** Opening The data block **
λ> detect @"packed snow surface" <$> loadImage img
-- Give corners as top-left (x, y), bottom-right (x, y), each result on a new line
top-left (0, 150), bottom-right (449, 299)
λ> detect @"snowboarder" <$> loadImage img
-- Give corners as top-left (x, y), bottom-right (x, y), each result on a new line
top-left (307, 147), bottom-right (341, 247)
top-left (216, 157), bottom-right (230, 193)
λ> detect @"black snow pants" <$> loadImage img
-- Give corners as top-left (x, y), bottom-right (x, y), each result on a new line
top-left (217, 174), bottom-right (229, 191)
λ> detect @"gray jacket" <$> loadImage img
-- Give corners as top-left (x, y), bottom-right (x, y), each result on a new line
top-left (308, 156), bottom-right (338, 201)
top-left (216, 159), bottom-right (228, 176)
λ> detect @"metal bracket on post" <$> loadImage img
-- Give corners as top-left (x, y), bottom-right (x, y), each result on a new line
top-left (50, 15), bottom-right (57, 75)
** Closing The data block **
** Opening The data block **
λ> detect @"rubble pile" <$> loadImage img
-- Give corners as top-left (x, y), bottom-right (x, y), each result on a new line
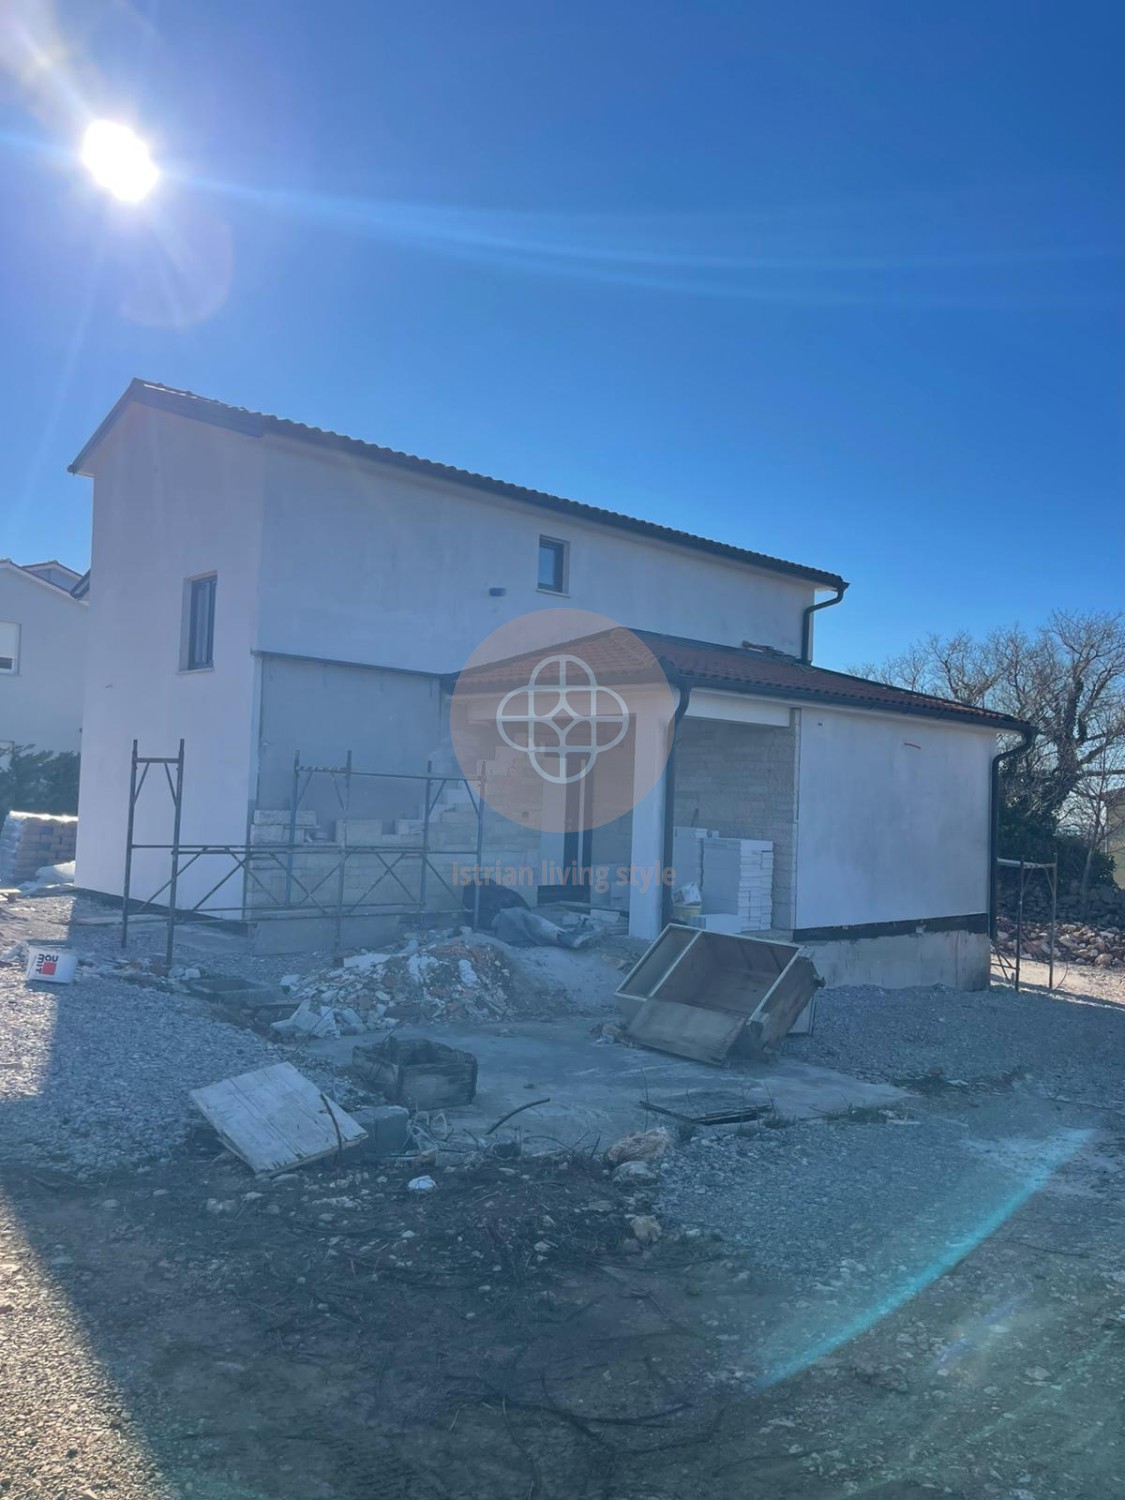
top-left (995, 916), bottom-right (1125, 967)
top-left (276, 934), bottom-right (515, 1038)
** Closing The data block **
** Opening The data block **
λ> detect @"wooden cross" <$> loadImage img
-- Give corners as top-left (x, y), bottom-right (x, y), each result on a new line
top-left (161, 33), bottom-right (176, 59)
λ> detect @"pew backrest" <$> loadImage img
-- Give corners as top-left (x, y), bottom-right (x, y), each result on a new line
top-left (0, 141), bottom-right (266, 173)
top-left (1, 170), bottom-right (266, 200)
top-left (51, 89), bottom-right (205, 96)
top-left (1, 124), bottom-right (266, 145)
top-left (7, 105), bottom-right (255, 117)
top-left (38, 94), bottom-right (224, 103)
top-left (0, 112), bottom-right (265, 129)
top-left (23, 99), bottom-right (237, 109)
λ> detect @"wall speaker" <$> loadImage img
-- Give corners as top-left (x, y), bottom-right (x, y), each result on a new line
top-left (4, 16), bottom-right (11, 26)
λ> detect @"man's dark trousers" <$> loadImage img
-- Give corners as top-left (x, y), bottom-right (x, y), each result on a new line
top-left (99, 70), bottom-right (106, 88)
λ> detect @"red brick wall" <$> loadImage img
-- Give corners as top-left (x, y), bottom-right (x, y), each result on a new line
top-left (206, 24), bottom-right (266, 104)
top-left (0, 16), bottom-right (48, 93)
** Closing The data block **
◆ **Problem to solve**
Your answer should reproduce each line of the listing that holds the word "wall".

◆ **Reply**
λ> detect @"wall speaker" <$> loadImage img
λ> detect @"red brick wall" <$> loadImage img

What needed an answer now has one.